Record excerpts:
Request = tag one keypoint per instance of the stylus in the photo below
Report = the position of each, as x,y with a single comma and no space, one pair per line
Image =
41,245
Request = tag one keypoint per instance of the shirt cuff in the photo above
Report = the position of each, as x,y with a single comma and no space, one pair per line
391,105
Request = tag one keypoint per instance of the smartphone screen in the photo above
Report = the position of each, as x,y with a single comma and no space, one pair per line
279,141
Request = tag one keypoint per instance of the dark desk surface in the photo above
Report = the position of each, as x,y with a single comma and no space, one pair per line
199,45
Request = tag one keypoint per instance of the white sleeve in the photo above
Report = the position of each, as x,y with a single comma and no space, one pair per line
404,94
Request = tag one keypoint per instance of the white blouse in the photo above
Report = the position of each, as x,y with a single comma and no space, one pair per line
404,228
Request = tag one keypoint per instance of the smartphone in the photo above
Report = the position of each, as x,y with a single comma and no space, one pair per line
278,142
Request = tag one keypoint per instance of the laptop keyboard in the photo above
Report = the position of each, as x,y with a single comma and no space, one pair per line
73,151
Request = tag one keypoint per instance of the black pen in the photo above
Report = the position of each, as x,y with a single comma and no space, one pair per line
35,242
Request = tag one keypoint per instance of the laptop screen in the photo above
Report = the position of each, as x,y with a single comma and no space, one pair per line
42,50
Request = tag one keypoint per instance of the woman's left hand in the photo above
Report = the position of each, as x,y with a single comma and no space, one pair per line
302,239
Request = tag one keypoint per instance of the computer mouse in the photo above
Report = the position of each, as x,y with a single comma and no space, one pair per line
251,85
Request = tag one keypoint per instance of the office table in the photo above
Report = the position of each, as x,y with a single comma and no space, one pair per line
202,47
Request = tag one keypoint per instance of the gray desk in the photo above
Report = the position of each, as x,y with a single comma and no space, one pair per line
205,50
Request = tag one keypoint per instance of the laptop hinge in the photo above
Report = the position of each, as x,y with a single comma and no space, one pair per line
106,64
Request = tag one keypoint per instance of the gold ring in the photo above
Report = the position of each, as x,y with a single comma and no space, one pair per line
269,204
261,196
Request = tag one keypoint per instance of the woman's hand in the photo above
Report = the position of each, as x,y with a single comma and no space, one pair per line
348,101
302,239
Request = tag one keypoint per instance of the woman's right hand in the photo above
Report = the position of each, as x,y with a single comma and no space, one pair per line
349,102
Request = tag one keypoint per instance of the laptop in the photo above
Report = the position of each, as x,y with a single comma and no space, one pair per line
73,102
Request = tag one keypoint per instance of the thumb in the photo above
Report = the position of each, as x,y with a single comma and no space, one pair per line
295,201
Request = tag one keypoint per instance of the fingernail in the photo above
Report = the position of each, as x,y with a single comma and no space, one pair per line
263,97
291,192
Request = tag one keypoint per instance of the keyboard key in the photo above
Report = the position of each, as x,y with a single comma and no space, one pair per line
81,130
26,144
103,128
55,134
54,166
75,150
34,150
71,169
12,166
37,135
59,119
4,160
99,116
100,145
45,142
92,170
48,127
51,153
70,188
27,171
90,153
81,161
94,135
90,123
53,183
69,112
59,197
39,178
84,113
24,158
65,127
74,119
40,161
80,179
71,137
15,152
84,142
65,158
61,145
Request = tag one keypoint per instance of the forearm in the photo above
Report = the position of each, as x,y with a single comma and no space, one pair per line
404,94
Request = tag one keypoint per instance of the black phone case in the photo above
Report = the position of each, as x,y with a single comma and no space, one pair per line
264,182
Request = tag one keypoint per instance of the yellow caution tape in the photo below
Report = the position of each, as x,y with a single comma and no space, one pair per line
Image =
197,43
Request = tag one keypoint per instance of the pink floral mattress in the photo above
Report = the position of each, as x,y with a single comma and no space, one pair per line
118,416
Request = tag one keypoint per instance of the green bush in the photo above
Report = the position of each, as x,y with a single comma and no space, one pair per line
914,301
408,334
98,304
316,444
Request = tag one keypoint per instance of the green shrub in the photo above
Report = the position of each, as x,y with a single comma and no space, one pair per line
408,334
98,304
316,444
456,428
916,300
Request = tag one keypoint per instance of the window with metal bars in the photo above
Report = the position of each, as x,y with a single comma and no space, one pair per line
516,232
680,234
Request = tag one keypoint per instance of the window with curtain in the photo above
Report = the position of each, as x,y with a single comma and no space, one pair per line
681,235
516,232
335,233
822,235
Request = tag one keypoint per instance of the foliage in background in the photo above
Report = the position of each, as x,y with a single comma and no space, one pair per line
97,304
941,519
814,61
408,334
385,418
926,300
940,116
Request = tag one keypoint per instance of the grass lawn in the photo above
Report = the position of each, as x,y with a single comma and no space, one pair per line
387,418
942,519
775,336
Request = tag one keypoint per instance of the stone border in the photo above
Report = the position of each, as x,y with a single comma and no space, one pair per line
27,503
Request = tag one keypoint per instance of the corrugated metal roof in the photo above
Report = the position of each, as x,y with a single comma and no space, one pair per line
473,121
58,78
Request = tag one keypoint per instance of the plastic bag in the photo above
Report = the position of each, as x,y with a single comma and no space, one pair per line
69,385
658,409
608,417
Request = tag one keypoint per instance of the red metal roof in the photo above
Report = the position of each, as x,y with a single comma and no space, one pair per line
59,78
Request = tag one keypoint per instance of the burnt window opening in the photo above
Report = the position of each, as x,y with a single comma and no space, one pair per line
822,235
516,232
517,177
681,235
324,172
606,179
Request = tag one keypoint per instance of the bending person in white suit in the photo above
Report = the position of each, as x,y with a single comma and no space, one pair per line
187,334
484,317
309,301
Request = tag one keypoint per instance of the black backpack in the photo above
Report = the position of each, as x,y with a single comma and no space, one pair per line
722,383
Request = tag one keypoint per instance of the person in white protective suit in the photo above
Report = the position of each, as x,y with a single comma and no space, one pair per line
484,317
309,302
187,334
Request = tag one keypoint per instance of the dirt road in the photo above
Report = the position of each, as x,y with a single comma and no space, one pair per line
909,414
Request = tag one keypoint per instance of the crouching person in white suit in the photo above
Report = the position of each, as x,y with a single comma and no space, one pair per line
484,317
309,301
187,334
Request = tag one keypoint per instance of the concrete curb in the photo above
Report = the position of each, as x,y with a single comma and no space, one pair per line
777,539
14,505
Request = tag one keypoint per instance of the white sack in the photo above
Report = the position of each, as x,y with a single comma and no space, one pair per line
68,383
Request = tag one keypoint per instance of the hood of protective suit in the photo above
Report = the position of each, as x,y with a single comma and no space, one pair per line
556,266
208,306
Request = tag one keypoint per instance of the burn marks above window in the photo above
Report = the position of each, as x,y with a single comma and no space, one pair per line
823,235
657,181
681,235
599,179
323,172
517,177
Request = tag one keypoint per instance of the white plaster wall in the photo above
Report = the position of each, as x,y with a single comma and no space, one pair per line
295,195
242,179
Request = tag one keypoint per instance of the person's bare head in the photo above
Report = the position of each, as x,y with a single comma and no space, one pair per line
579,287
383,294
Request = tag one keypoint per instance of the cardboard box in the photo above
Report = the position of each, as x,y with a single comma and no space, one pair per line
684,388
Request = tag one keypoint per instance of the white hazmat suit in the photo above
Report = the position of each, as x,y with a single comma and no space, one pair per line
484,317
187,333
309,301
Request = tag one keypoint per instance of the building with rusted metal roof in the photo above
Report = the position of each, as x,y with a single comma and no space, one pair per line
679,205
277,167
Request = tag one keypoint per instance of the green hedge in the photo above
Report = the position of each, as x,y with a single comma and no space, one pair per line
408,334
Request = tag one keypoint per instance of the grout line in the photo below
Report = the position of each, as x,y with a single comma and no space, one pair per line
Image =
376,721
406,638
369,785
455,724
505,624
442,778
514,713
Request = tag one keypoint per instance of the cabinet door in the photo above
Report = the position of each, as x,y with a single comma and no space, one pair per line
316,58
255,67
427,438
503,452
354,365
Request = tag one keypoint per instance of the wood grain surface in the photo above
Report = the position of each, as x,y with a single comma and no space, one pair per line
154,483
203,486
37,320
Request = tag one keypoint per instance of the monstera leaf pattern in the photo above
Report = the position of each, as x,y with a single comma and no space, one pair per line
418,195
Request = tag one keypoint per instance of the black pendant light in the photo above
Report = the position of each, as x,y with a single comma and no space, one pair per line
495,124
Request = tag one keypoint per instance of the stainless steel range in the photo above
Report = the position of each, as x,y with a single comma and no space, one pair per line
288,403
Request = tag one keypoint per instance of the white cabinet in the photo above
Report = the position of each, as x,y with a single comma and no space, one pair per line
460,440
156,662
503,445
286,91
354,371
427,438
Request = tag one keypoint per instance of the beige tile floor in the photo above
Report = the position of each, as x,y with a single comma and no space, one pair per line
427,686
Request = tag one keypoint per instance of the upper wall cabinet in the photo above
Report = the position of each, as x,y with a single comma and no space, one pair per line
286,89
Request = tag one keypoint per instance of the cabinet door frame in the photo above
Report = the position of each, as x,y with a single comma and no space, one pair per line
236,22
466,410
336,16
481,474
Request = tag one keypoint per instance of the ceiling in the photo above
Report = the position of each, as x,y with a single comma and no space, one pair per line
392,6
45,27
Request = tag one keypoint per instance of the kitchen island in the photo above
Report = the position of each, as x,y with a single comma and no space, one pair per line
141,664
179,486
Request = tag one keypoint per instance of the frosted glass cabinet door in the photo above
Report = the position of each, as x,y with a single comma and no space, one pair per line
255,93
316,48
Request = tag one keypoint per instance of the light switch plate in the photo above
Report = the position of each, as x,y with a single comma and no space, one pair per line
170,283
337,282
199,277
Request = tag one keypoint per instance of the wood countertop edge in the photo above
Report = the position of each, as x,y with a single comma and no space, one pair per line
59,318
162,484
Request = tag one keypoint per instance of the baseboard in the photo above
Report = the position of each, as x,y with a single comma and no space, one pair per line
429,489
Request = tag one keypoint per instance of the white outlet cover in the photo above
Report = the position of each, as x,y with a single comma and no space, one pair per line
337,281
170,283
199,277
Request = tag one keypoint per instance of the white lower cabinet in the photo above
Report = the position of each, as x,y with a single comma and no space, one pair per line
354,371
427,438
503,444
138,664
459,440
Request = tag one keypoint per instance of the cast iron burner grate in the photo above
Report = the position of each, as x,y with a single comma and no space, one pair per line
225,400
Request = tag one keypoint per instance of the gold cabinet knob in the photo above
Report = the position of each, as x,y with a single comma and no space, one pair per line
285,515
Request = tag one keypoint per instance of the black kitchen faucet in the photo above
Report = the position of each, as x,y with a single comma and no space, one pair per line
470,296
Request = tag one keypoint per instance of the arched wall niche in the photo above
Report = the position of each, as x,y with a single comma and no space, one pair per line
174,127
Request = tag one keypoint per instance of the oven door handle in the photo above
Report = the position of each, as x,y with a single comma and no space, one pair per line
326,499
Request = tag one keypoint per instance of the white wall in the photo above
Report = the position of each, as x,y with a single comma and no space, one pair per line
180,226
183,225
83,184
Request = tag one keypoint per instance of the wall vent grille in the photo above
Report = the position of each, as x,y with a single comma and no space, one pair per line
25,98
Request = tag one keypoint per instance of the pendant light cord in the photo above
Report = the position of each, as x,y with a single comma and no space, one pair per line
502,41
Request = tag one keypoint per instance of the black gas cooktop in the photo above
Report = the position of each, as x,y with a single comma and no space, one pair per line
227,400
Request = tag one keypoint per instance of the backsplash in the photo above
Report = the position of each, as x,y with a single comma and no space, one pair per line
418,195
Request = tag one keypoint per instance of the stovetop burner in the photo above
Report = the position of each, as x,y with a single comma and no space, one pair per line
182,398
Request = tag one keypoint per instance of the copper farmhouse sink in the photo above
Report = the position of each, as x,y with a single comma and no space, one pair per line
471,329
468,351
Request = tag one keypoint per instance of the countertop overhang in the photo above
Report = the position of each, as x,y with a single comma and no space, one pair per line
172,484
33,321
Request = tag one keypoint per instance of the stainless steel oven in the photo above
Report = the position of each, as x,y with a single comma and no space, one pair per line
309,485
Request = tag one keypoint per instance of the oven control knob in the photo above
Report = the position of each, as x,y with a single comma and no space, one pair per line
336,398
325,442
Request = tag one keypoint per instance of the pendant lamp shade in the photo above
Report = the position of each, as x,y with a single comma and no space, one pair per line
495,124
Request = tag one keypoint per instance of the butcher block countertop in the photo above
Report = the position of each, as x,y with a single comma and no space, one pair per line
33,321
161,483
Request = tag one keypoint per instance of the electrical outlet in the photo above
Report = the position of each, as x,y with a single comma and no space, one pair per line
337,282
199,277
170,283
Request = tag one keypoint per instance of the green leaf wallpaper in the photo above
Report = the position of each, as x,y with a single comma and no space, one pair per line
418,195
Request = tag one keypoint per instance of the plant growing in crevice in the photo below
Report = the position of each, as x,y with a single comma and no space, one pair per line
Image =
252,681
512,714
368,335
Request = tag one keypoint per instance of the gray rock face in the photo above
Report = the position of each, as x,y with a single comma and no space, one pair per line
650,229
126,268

Short task: Take the line that contains "Request = tag one keypoint per instance of the butcher" and every line after it through the end of the listing above, and repeat them exactly.

Exercise response:
Request = tag one keypoint per instance of the butcher block countertop in the photo above
Report = the position of each, as x,y with a single comma and no space, one pair per line
33,321
161,483
Request = tag one keypoint per instance of the electrical outlet in the photo above
Report = the position of each, as x,y with a single comma and no space, one pair per line
337,282
199,277
170,283
Request = tag one keypoint per instance of the green leaf wallpaper in the photo above
Report = the position of each, as x,y with a single comma and no space, one pair per line
418,195
Request = tag one keypoint per instance of the plant growing in crevice in the photo below
Report = the position of each, as x,y with a single comma and no space, one pair per line
Image =
252,681
512,714
368,335
Request = tag one keypoint per instance of the gray rock face in the photo above
Report = the position of each, as x,y with a single comma and no space, one pair per line
650,229
126,268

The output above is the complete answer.